▶ [WHAT IS REQUIRED]: Determine how many lines in the data below contain the string "purple", with uppercase and lowercase letters treated as distinct. Reply with that number alone.
┌─ RECORDS PROVIDED
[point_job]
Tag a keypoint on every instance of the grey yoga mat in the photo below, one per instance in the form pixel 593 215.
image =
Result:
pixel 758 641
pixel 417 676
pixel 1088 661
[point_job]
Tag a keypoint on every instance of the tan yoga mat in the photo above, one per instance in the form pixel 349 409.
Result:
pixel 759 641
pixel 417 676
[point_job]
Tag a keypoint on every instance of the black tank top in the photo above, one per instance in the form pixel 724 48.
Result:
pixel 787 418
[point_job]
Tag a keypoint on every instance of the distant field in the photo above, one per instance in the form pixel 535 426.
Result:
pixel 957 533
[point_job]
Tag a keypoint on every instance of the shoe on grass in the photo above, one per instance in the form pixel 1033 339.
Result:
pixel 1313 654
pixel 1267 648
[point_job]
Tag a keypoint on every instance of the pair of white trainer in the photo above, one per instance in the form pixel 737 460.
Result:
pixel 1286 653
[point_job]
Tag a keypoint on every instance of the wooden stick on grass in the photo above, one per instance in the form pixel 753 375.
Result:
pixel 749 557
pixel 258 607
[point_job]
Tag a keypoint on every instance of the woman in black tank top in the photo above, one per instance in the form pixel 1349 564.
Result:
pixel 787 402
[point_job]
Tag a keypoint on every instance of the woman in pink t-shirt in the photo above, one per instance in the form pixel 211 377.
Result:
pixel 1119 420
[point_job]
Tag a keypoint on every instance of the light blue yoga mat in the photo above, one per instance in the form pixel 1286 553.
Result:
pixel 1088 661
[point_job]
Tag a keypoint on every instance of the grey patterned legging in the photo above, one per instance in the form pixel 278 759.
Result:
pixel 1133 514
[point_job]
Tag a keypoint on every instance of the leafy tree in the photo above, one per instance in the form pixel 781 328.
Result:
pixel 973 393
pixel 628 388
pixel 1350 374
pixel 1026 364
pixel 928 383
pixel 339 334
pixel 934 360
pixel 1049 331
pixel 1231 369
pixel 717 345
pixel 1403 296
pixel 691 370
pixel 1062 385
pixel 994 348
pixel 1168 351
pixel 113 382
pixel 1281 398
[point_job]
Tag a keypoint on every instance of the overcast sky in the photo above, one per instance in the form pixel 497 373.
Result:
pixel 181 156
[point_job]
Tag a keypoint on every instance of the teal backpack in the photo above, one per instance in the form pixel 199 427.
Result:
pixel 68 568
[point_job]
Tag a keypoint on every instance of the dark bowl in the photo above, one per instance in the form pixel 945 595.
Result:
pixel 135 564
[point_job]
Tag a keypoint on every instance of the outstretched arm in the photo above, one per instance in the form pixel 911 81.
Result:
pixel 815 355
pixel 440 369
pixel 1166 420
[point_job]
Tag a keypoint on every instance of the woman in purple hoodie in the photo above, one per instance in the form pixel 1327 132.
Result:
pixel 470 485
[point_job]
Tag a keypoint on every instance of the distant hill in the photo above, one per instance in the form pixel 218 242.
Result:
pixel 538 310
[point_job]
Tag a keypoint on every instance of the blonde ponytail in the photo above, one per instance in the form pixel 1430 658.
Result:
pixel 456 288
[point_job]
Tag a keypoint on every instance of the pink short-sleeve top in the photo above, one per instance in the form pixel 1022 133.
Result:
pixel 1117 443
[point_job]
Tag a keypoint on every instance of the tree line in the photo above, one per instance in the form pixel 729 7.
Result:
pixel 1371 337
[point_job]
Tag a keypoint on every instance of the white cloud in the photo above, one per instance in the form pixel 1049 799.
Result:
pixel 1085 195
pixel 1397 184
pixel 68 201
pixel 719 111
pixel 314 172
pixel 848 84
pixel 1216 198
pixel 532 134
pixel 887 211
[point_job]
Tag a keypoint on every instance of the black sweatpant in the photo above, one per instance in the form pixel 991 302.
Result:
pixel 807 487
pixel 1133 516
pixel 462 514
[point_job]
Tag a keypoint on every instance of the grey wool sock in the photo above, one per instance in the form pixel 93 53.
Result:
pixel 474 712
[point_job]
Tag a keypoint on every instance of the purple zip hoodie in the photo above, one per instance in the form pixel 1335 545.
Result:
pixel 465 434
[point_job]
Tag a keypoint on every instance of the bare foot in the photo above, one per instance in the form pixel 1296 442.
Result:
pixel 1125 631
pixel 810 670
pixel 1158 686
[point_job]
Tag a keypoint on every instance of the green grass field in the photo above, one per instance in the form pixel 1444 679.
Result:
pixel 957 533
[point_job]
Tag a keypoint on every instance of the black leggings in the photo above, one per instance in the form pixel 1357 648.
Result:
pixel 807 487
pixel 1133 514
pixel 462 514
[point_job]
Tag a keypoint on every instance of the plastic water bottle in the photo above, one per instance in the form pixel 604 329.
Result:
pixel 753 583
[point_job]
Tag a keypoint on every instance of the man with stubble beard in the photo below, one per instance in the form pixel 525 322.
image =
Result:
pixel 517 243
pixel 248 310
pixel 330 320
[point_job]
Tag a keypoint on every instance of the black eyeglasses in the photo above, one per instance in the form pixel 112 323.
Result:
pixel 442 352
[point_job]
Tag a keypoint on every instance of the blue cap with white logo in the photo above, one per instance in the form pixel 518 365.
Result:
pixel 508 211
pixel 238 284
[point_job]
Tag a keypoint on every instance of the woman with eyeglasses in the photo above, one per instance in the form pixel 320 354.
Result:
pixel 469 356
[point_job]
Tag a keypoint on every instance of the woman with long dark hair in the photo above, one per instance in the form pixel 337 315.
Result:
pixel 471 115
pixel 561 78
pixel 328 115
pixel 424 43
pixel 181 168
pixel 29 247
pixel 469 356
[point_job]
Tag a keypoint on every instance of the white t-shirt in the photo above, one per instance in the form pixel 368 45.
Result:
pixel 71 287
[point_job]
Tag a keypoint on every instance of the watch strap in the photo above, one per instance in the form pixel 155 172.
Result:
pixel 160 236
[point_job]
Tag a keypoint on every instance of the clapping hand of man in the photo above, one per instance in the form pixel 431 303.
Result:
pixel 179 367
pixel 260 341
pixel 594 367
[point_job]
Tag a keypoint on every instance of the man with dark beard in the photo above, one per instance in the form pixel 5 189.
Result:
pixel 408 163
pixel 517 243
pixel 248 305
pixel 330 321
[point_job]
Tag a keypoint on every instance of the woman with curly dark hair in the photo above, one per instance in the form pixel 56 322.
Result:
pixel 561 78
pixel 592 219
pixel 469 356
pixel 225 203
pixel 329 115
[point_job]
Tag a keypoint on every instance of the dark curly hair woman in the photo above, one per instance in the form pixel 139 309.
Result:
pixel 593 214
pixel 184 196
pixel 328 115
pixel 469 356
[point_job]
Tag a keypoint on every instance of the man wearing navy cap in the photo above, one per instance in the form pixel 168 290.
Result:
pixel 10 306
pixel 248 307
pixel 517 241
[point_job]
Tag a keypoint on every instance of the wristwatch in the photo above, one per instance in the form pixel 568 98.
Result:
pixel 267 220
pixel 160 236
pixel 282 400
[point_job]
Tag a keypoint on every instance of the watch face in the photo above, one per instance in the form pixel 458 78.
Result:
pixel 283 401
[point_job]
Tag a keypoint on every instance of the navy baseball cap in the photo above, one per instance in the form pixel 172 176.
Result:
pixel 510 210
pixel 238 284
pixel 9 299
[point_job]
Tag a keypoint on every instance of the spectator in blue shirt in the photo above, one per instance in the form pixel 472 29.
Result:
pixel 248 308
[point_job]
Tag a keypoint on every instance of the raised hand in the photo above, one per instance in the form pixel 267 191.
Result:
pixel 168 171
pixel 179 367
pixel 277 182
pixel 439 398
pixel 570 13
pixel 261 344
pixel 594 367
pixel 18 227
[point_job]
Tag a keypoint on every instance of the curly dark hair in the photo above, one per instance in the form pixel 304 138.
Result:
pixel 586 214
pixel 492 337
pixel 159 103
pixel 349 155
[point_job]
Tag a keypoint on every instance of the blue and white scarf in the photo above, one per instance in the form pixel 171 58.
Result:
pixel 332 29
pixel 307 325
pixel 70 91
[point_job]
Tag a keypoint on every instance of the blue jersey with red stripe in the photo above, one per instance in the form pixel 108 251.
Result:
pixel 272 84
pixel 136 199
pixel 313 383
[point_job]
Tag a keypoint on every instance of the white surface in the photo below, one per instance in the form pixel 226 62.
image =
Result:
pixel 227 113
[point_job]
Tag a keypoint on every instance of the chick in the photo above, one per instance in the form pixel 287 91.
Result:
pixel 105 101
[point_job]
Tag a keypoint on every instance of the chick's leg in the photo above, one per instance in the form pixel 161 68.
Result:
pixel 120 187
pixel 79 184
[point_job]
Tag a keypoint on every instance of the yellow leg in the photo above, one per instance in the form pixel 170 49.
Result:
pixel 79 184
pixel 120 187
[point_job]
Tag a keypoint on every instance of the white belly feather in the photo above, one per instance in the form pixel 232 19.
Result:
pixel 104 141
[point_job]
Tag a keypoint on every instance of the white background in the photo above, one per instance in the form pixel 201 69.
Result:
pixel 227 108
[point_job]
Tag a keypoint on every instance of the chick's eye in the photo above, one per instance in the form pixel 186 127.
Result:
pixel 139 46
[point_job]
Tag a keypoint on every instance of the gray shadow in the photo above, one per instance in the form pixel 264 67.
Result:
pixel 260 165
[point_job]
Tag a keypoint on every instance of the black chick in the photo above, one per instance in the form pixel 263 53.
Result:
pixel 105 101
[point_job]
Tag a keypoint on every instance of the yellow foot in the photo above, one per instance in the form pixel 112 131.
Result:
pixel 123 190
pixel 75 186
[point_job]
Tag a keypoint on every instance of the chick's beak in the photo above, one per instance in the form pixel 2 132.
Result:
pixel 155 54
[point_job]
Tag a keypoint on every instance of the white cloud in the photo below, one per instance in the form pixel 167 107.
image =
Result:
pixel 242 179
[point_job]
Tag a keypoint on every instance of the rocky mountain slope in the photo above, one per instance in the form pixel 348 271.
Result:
└─
▶ [RESULT OF THE EXERCISE]: 2